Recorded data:

++++++

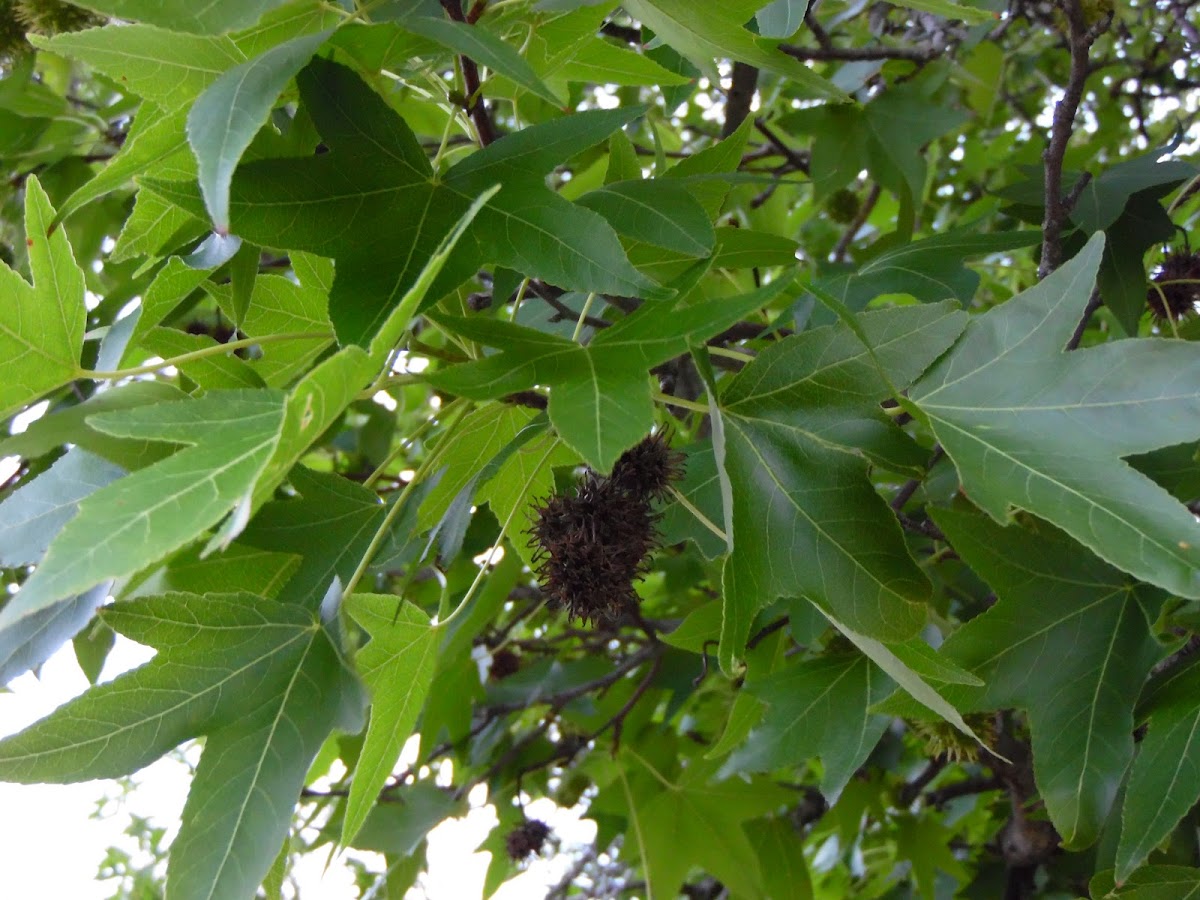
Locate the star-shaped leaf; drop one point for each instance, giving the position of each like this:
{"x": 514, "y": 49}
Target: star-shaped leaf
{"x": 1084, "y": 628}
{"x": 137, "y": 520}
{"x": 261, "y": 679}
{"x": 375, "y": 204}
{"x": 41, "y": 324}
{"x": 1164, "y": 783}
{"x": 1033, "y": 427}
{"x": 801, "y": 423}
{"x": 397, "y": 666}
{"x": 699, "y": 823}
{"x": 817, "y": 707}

++++++

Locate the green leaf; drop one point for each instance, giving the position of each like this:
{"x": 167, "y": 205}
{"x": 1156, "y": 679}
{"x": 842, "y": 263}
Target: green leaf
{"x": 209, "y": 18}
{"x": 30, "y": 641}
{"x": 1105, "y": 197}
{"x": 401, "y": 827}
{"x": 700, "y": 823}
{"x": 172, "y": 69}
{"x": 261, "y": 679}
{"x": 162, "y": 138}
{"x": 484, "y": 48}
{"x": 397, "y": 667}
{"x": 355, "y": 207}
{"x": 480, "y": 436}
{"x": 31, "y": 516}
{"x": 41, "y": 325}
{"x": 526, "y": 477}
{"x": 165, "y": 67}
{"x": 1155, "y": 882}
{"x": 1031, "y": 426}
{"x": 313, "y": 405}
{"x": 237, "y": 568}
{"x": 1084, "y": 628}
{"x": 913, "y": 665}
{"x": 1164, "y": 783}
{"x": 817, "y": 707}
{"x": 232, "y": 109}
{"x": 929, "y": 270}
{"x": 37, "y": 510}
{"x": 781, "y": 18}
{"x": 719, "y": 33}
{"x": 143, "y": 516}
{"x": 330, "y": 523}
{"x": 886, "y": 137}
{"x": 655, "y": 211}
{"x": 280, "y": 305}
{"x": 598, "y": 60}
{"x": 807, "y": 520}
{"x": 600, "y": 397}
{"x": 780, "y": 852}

++++++

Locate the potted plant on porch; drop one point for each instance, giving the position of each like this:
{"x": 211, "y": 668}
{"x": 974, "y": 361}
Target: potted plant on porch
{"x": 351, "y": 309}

++++++

Task requirements. State the number of lines in the records above that contain the string "plant", treating uppercase and lowercase as distinct. Give only the number.

Reply. 2